::: EXERCISE DATA :::

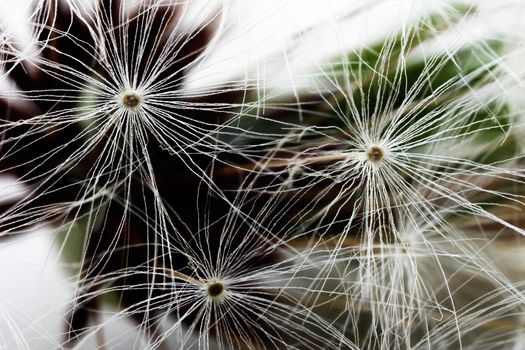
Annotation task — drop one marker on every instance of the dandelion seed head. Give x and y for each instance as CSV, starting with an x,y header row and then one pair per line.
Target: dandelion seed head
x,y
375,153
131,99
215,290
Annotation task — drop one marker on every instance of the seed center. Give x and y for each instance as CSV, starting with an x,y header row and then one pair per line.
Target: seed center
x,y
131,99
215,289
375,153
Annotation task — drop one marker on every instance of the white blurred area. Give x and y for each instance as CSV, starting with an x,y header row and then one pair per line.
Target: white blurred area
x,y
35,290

:::
::: EXERCISE DATA :::

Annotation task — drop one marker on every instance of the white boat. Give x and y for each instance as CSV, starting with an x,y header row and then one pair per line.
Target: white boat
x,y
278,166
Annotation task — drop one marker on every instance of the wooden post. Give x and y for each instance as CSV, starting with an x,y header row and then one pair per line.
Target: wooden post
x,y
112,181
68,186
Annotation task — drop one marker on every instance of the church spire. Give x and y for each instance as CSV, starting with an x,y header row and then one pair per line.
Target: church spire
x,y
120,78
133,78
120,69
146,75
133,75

:::

CHALLENGE: Show each line above that contains the word "dandelion".

SOLUTION FOR THIS PROBLEM:
Annotation task — drop one marker on every instance of the dandelion seed head. Give x and y for each instance as CSV, starting with an x,y header row and then one pair per line.
Target: dandelion seed head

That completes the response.